==== PASSAGE PROVIDED

Typically, these products have the following attributes:

  • They are easy to fulfill or acquire as long as the customer has an internet connection. There is no physical item to move from point A to point B.
  • Holding a digital product does not take up space. There is no inventory of a digital product. You will never hear Facebook say, “Well, we’ve run out of Facebook!”
  • With the broad reach of cellular and Wi-Fi communications, digital products can be updated quickly and frequently.
  • Digital products allow for a sustained and more interactive relationship with the user. Digital Product Managers have the unique ability to understand each experience a customer has with the product providing a detailed picture of when and how it is being used – while the customer is using it.
  • The combination of being able to update the product quickly and the close relationship between the customer and Digital Product Manager allows the DPM to learn quickly about evolving customer needs, then provide new forms of value almost continuously.

Adding Digital Value to a Non-Digital Product

Just because your product is not a digital product itself, that doesn’t mean you can’t use digital technologies to add more value to it. Many consumer-packaged goods, physical products, and hardware products are doing this today. Examples include software updates for automobiles, “how to” videos for tools, improved order and delivery systems for consumables, and mobile applications for products or services as diverse as banking, washing machines, and even hot tubs! While these examples are not digital themselves, they offer more value to their users by offering a digital companion to the core product.

To “go digital,” it’s up to Product Managers to combine a deep understanding of their customers’ needs with creative thinking to apply digital technologies to their products to add more overall value that will excite customers and increase their loyalty.

========

▶ [QUESTIONS]:
1 – In the passage on digital products, what example of added digital value is given for tools?
2 – Echo the passage on digital products word for word, from "Typically, these products" to "to point B.".

==== DATASET

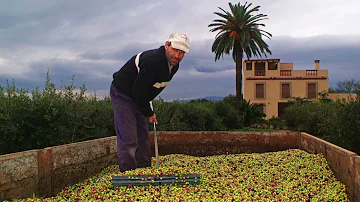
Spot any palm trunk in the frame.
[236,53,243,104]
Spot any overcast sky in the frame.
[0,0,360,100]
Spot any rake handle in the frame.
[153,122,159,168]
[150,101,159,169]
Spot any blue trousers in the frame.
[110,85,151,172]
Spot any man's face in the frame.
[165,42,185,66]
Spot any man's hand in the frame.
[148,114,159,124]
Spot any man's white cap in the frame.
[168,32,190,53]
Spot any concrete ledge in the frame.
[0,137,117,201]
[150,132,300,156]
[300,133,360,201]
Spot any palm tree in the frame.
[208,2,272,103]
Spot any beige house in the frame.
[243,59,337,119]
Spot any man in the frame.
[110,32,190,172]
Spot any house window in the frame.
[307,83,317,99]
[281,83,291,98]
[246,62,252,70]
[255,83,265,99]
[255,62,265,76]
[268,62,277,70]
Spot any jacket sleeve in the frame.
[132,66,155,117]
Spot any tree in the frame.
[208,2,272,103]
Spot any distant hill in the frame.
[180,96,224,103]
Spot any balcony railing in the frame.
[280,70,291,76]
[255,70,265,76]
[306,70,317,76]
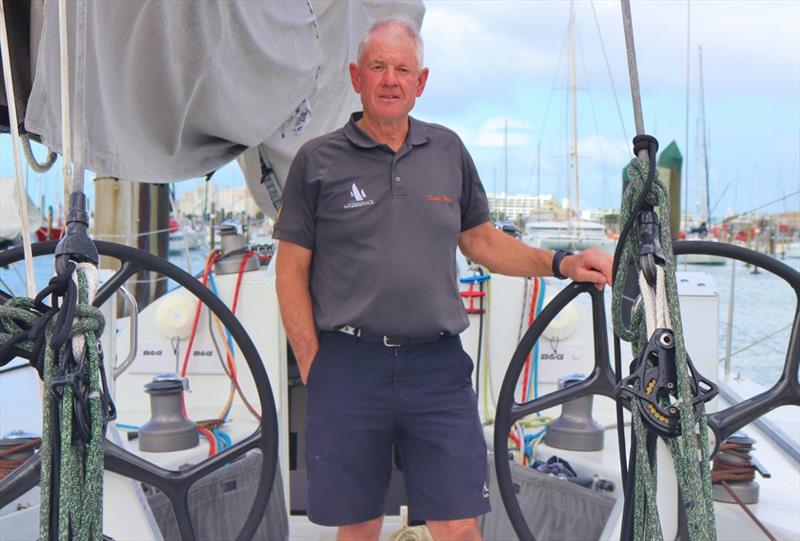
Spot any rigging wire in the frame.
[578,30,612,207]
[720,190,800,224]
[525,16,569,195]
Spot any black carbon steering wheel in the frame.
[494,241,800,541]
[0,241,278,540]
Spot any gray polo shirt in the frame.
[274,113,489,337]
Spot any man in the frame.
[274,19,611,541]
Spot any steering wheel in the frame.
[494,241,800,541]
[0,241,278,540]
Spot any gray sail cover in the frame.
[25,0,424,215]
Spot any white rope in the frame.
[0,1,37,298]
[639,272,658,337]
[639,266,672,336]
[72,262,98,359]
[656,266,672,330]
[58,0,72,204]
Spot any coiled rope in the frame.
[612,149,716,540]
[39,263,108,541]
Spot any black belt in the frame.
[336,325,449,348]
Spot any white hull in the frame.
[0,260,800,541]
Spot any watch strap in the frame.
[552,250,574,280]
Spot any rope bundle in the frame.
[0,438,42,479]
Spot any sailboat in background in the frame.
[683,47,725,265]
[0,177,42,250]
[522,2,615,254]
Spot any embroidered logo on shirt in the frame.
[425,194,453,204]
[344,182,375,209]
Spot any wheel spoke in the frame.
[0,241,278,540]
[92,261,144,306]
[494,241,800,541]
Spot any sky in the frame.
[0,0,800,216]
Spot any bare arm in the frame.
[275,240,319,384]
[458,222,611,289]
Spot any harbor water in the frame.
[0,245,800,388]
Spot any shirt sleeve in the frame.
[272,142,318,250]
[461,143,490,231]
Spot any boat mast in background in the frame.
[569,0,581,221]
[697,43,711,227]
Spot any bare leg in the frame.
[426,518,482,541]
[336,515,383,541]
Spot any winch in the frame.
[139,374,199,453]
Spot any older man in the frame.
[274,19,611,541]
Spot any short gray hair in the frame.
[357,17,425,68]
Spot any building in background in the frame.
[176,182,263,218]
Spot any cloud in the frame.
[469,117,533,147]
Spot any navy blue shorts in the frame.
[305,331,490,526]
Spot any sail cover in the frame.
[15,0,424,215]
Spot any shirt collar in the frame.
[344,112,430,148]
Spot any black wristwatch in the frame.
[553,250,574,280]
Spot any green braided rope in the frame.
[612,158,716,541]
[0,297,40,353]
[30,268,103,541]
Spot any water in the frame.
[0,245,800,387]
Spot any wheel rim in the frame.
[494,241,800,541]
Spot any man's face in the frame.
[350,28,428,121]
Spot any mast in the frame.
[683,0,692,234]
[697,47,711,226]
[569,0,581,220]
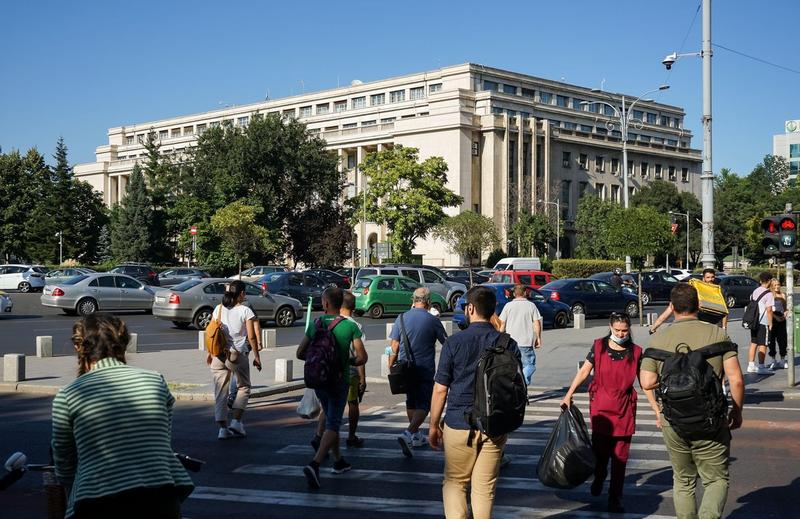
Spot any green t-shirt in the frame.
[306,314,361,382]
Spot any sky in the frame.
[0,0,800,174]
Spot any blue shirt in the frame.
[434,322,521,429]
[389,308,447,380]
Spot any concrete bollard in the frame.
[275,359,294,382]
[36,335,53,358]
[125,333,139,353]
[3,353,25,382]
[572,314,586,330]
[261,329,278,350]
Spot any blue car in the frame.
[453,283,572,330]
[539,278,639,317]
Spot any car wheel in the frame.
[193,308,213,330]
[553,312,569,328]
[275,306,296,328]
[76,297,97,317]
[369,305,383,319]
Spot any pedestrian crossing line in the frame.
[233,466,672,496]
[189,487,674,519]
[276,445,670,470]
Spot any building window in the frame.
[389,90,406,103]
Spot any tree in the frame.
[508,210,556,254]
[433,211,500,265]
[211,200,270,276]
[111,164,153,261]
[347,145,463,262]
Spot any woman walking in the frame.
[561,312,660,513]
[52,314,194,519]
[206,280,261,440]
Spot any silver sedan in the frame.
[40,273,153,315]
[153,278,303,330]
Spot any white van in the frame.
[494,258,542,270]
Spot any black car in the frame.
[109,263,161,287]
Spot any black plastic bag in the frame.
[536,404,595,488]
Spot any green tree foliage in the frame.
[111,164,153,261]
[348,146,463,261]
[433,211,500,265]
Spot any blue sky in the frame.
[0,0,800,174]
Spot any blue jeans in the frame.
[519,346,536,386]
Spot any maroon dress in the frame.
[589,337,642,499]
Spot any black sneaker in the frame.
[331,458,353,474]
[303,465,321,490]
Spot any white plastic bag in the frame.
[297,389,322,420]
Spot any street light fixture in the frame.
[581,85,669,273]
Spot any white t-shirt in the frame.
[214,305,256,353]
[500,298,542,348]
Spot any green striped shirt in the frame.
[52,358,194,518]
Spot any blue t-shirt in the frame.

========

▶ [RESPONSES PER TASK]:
1 – "How to" videos.

2 –
Typically, these products have the following attributes:

  • They are easy to fulfill or acquire as long as the customer has an internet connection. There is no physical item to move from point A to point B.